• [Records to process]
———

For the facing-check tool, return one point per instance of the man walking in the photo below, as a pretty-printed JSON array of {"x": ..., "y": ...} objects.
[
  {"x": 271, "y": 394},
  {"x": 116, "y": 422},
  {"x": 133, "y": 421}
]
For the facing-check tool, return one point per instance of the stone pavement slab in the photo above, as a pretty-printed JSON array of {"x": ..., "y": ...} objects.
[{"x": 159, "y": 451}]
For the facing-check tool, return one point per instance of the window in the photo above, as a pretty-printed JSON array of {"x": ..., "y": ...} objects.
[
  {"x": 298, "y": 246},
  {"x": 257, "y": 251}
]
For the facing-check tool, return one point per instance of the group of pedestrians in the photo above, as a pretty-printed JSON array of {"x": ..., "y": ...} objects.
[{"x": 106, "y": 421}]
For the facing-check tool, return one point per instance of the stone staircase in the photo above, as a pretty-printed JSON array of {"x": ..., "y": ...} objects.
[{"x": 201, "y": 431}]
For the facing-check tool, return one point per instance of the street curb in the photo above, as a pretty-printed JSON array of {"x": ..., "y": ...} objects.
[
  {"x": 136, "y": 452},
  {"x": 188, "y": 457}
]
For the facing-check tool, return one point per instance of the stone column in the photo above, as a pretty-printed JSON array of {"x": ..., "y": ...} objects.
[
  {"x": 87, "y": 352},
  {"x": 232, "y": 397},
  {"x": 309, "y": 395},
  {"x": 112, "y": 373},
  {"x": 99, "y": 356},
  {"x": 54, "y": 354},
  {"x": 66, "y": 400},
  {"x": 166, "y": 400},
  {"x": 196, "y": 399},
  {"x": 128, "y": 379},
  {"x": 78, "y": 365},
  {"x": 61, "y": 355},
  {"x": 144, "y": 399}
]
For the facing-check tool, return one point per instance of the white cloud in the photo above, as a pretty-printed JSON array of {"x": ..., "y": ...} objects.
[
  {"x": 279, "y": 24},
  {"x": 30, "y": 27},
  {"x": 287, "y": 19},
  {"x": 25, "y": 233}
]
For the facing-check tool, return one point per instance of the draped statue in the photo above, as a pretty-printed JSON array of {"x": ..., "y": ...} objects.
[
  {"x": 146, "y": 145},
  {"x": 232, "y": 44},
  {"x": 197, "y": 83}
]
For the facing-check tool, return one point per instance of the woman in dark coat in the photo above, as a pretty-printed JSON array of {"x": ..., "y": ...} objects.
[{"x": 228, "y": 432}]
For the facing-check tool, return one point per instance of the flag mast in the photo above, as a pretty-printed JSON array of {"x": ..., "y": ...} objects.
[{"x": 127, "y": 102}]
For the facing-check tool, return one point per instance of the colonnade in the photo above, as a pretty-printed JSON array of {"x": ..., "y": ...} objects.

———

• [Task requirements]
Copy every one of the records above word for word, keeping each line as it stands.

• [Reply]
For the facing-check tool, return one point per instance of the man walking in the photo below, as a pretty-printed JSON array of {"x": ..., "y": ...} objects.
[
  {"x": 271, "y": 394},
  {"x": 116, "y": 422},
  {"x": 133, "y": 421}
]
For the facing-check tool, return one point per instance of the stone pavement slab in the photo above, as a pretty-printed JSON array of {"x": ..., "y": ...} objects.
[{"x": 159, "y": 451}]
For the facing-check tool, return one point per instance of the window in the photo above, as a pretty-printed JSON array of {"x": ..., "y": ...} objects.
[
  {"x": 298, "y": 246},
  {"x": 257, "y": 251}
]
For the facing-check tool, return one point per instance of the group of pedestrians in the photo above, as a pretty-printed JSON array of {"x": ..., "y": ...} objects.
[{"x": 106, "y": 421}]
For the facing-check tool, return one point per instance of the stone staircase in the photo above, as a pretty-printed JSON array of {"x": ..., "y": ...} objects.
[{"x": 201, "y": 431}]
For the facing-check tool, return one point per instance of the street curb in the photo above, as a pretty-printed JSON array of {"x": ..., "y": ...} objects.
[
  {"x": 136, "y": 452},
  {"x": 188, "y": 457}
]
For the facing-check tool, return one point per instance of the stone column in the photo above, as a pretty-printed JSON array of {"x": ..., "y": ...} objects.
[
  {"x": 87, "y": 352},
  {"x": 232, "y": 397},
  {"x": 309, "y": 395},
  {"x": 112, "y": 373},
  {"x": 99, "y": 356},
  {"x": 54, "y": 354},
  {"x": 66, "y": 400},
  {"x": 166, "y": 400},
  {"x": 196, "y": 399},
  {"x": 128, "y": 379},
  {"x": 78, "y": 365},
  {"x": 61, "y": 355},
  {"x": 144, "y": 399}
]
For the facing-check tool, return one point per instance of the white cloud in the photo above, as a pretty-printed JSON array of {"x": ..., "y": ...} objects.
[
  {"x": 279, "y": 24},
  {"x": 30, "y": 27},
  {"x": 287, "y": 19},
  {"x": 25, "y": 233}
]
For the facing-check tool, return one point per instance of the draped statue in the photo above, as a pretty-printed JSON array of {"x": ..., "y": ...} objects.
[
  {"x": 146, "y": 145},
  {"x": 232, "y": 44},
  {"x": 197, "y": 83}
]
For the facing-check tool, return one point per instance of the woman in dark coat in the photo above, as a pretty-printed JSON array of {"x": ..., "y": ...} objects.
[{"x": 228, "y": 432}]
For the facing-check tool, return one point per instance of the flag mast in the photo above, as a pretty-printed JSON array of {"x": ..., "y": ...} objects.
[{"x": 127, "y": 102}]
For the facing-check tool, return one point per instance of the colonnade in the photo above, as a pretty-printed JSON array of {"x": ..., "y": ...} objects.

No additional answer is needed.